- The data
-.-.-

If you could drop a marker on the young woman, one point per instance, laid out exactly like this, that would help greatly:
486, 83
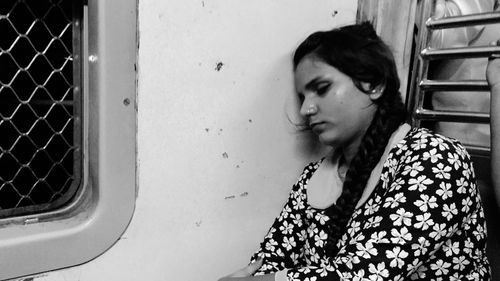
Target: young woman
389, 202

-.-.-

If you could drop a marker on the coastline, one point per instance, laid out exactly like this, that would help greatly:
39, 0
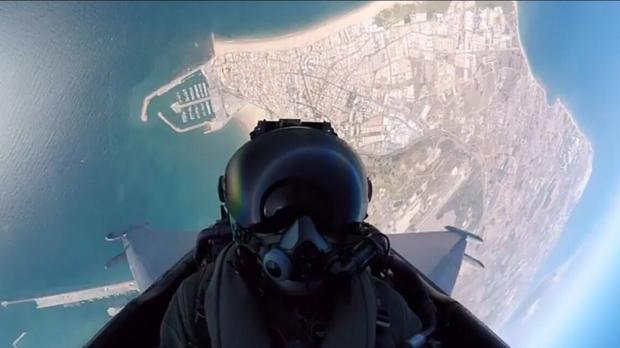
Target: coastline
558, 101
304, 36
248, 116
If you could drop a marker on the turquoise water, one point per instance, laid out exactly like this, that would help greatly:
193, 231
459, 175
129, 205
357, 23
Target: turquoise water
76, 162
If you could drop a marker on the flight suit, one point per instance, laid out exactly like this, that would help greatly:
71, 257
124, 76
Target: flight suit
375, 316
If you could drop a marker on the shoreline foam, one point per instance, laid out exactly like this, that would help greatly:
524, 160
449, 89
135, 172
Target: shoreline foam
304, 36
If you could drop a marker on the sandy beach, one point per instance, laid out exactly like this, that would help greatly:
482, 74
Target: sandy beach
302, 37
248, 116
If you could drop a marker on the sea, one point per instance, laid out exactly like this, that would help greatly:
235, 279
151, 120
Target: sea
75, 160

-.-.-

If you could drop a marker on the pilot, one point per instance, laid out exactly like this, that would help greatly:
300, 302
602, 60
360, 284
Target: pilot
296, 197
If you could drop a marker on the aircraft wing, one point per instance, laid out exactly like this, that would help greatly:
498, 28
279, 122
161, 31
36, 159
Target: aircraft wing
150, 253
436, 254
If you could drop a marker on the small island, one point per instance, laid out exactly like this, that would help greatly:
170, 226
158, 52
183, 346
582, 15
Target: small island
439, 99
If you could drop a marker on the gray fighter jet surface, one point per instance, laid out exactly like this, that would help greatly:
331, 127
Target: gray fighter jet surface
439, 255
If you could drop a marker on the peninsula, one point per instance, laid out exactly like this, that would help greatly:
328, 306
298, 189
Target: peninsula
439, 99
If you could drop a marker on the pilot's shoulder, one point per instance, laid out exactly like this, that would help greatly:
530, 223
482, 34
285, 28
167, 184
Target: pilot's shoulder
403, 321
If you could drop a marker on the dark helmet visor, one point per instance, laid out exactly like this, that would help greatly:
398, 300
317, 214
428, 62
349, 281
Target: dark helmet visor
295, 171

-.-.-

Print, without alteration, only the lines above between the one holding "Target: aircraft wing" and the one holding "If you could drop a marker on the gray", inclusive.

- Answer below
Target: aircraft wing
150, 253
436, 254
If you could drop a marker on the small island, one point per instance, laid out exactly like this, that would help greatly:
170, 226
158, 52
183, 346
582, 15
Target: small island
439, 99
If you could drop a marker on the gray fighter jet surface, one point per instance, laid out exactly like this, that would help greatly:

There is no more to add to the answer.